··· KUTIPAN TEKS

May 3, 2009

Perjalanan: Decak Pelintas Pesisir Kalianda

SUATU perjalanan panjang, terutama yang melintasi daerah yang belum pernah dikunjungi selalu memberi catatan pengalaman. Maka, cobalah melintas di jalan kecil mulus di pesisir Kalianda. Anda pasti akan berdecak!

Berniat mengintip anak Gunung Krakatau yang konon sedang batuk-batuk, satu trip dijalankan menuju pos pemantau gunung berapi itu di bilangan Kecamatan Penengahan, Lampung Selatan. Selain untuk konsumsi berita, perjalanan sekaligus melihat fenomena alam yang dahsyat itu.

Rabu (29-4) pagi, cuaca Bandar Lampung cerah. Kondisi ini diasumsikan sebagai kesempatan yang baik untuk meneropong segala sesuatu dari jarak jauh. Lebih-lebih untuk melihat fenomena alam yang amat berbahaya jika didekati.

Perjalanan dengan minibus memakan waktu hampir dua jam sampai ke Kalianda. Namun, sampai ibu kota Kabupaten Lampung Selatan itu, cuaca berubah gerimis. Mendung menggantung sehingga mengganggu pikiran apakah bisa menikmati panorama lava pijar atau debu vulkanik memancar ke udara. Tetapi, kondisi itu tidak menyurutkan niat.

Perjalanan dilanjutkan dengan menerobos Kalianda yang dibuka dengan tatanan kota yang cukup baik. Menembus pasar lama, aroma laut mulai terendus. Berikutnya, jalan tidak lebar yang tampak sudah cukup tua mengantar ke suasana pesisir pantai dengan sebutan Kalianda Bawah.

Melintasi wilayah ini cukup memberi warna etnik. Sebab, meskipun hunian warga tidak lagi berbentuk panggung, wajah bangunan tua cukup mendominasi. Ini menjadi petunjuk bahwa Kalianda Bawah adalah bagian penting sejarah ibu kota Lampung Selatan.

Di sepanjang jalan ini, rumah di sisi kanan (dari arah Bandar Lampung) membelakangi laut. Debur ombak yang cukup deras menjadi pemandangan sekaligus back ground vocal yang tak pernah lelah untuk setiap suara. Otomatis, setiap pelintas semuanya menengok kanan hampir sepanjang perjalanan. Ya, pesona laut dengan batu-batu besar diterpa ombak adalah pemandangan yang dinamis dan menyegarkan.

······

TUGAS A
Salin bagian teks tentang pesisir Kalianda mulai dari "SUATU perjalanan panjang, terutama" sampai dengan "berbahaya jika didekati." tanpa mengubah satu kata pun.
Teks dan entri di halaman ini diambil dari sumber yang berbeda.

··· BAHAN YANG DISEDIAKAN

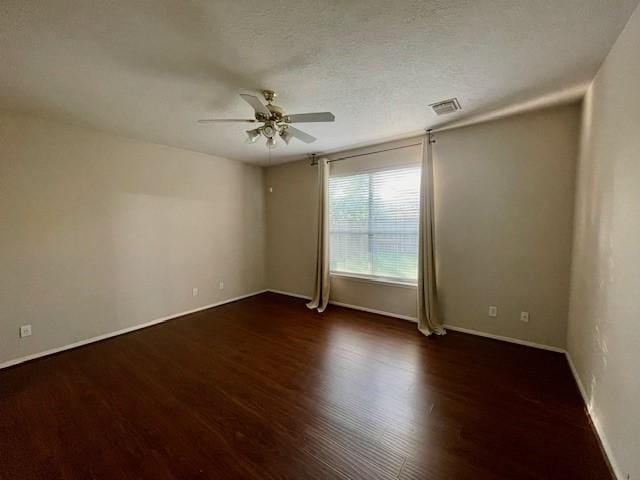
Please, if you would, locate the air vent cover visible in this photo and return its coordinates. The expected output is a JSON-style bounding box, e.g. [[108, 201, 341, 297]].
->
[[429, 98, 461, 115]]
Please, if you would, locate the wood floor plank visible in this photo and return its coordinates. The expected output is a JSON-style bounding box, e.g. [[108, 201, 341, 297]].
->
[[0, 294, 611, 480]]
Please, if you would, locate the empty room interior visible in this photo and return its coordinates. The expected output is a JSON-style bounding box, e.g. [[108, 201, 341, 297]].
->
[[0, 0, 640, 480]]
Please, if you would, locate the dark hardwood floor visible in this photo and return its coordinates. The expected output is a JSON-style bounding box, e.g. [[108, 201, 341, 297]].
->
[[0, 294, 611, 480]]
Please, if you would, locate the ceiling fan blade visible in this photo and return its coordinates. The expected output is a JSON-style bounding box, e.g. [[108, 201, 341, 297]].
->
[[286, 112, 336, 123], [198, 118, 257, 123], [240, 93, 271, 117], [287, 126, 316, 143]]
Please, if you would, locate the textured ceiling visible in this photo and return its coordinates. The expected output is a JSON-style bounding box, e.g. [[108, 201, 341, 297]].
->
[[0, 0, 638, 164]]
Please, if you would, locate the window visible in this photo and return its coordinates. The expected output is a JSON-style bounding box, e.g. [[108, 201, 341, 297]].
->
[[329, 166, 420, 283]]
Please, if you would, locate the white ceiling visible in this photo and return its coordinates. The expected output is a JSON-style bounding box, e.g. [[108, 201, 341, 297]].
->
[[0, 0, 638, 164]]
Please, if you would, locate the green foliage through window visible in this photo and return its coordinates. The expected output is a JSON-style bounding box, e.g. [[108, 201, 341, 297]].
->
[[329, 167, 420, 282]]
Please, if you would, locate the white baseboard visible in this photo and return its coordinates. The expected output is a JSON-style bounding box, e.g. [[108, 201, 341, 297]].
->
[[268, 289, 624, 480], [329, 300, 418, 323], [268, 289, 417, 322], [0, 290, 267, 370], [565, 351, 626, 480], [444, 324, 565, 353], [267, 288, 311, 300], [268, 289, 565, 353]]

······
··· BAHAN YANG DISEDIAKAN

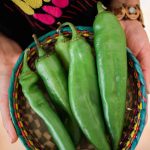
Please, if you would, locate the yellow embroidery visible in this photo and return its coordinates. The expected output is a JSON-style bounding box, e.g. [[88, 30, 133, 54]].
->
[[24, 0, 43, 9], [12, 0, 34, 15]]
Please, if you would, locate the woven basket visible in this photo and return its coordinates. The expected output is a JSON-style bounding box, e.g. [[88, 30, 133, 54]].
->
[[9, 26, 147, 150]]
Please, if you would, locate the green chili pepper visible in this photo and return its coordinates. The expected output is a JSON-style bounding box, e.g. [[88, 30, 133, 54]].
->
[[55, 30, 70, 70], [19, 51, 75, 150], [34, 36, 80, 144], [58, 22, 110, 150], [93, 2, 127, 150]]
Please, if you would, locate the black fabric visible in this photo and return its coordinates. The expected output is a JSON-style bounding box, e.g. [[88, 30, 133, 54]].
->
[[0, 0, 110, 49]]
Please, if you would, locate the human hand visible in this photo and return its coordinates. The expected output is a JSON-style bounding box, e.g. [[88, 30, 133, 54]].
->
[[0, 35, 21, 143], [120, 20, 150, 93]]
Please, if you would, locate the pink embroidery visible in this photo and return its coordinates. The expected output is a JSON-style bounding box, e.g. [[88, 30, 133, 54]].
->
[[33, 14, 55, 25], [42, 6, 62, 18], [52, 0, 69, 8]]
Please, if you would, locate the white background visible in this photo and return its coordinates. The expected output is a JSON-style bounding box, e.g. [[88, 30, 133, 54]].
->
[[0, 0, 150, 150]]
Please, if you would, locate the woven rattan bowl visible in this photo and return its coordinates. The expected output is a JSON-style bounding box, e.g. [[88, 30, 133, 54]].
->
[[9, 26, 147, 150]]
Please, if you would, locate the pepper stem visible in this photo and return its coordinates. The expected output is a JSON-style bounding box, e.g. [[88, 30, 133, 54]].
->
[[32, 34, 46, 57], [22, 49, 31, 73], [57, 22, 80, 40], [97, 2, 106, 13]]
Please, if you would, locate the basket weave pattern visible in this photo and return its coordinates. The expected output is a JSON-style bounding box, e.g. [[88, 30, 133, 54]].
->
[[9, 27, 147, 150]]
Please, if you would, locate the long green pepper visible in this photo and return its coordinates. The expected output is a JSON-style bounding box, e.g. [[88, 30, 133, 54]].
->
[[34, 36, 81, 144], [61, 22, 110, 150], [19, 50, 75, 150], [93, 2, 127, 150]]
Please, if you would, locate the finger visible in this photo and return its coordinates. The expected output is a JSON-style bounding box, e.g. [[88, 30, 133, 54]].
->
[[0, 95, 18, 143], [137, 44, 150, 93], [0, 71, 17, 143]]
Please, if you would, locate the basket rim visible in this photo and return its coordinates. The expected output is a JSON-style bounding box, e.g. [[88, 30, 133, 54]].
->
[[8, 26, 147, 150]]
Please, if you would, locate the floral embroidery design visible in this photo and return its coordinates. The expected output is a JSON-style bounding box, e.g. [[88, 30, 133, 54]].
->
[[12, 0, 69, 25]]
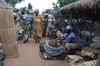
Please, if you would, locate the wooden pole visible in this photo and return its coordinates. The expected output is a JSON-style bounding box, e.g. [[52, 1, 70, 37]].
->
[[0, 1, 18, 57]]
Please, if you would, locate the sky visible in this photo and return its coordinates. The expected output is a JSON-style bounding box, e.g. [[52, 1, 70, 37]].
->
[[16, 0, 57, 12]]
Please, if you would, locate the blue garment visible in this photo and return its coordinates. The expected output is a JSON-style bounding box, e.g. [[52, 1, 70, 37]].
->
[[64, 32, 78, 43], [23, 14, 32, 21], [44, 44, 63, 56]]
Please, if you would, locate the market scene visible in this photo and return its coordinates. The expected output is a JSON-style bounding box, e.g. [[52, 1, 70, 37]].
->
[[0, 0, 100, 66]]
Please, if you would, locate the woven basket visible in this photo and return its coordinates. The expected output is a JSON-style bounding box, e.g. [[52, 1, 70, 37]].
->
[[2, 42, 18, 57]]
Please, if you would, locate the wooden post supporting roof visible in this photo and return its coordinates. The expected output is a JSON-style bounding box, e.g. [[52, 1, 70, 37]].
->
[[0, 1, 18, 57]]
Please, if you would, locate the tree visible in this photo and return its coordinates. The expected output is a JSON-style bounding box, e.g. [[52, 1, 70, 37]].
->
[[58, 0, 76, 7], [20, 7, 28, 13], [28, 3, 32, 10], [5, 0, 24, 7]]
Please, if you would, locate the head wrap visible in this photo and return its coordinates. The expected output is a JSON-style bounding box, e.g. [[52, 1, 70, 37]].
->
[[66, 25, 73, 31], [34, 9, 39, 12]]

······
··· BAHAN YANG DISEDIAKAN

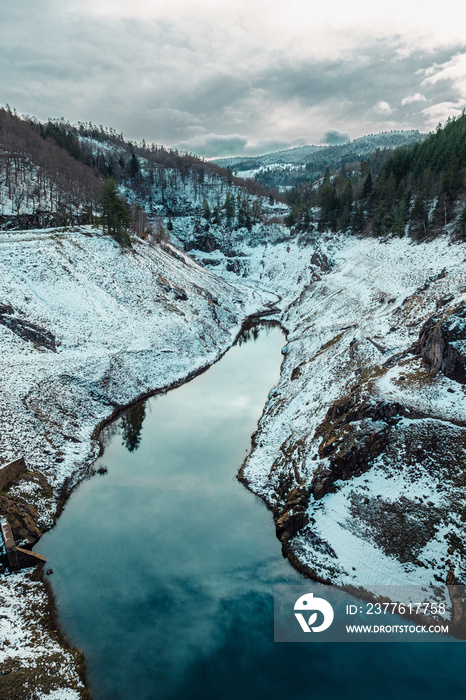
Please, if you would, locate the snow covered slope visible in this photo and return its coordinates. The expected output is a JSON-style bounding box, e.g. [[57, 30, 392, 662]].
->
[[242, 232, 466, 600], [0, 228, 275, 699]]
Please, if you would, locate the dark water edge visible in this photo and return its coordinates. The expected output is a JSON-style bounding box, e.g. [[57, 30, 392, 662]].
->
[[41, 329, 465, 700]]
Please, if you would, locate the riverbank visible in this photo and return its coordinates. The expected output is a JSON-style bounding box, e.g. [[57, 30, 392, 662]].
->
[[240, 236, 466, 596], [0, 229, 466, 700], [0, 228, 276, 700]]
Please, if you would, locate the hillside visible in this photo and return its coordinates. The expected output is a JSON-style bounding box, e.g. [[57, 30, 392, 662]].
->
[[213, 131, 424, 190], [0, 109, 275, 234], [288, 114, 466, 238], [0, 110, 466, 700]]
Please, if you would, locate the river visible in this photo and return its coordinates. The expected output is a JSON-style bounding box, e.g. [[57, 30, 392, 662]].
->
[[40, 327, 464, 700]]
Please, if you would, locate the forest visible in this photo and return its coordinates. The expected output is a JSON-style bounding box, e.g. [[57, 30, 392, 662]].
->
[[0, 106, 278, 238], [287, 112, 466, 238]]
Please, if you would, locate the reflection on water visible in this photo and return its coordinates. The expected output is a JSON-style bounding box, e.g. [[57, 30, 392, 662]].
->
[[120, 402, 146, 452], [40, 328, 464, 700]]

······

TUGAS B
Tuliskan kembali baris-baris dalam entri, mulai dari baris yang memuat "Please, if you would, locate the air" sampai dengan baris yang memuat "[[429, 98, 461, 115]]", tanpa perubahan apa pun.

JAWABAN TERTULIS A
SUATU perjalanan panjang, terutama yang melintasi daerah yang belum pernah dikunjungi selalu memberi catatan pengalaman. Maka, cobalah melintas di jalan kecil mulus di pesisir Kalianda. Anda pasti akan berdecak!

Berniat mengintip anak Gunung Krakatau yang konon sedang batuk-batuk, satu trip dijalankan menuju pos pemantau gunung berapi itu di bilangan Kecamatan Penengahan, Lampung Selatan. Selain untuk konsumsi berita, perjalanan sekaligus melihat fenomena alam yang dahsyat itu.

Rabu (29-4) pagi, cuaca Bandar Lampung cerah. Kondisi ini diasumsikan sebagai kesempatan yang baik untuk meneropong segala sesuatu dari jarak jauh. Lebih-lebih untuk melihat fenomena alam yang amat berbahaya jika didekati.

JAWABAN TERTULIS B
Please, if you would, locate the air vent cover visible in this photo and return its coordinates. The expected output is a JSON-style bounding box, e.g. [[108, 201, 341, 297]].
->
[[429, 98, 461, 115]]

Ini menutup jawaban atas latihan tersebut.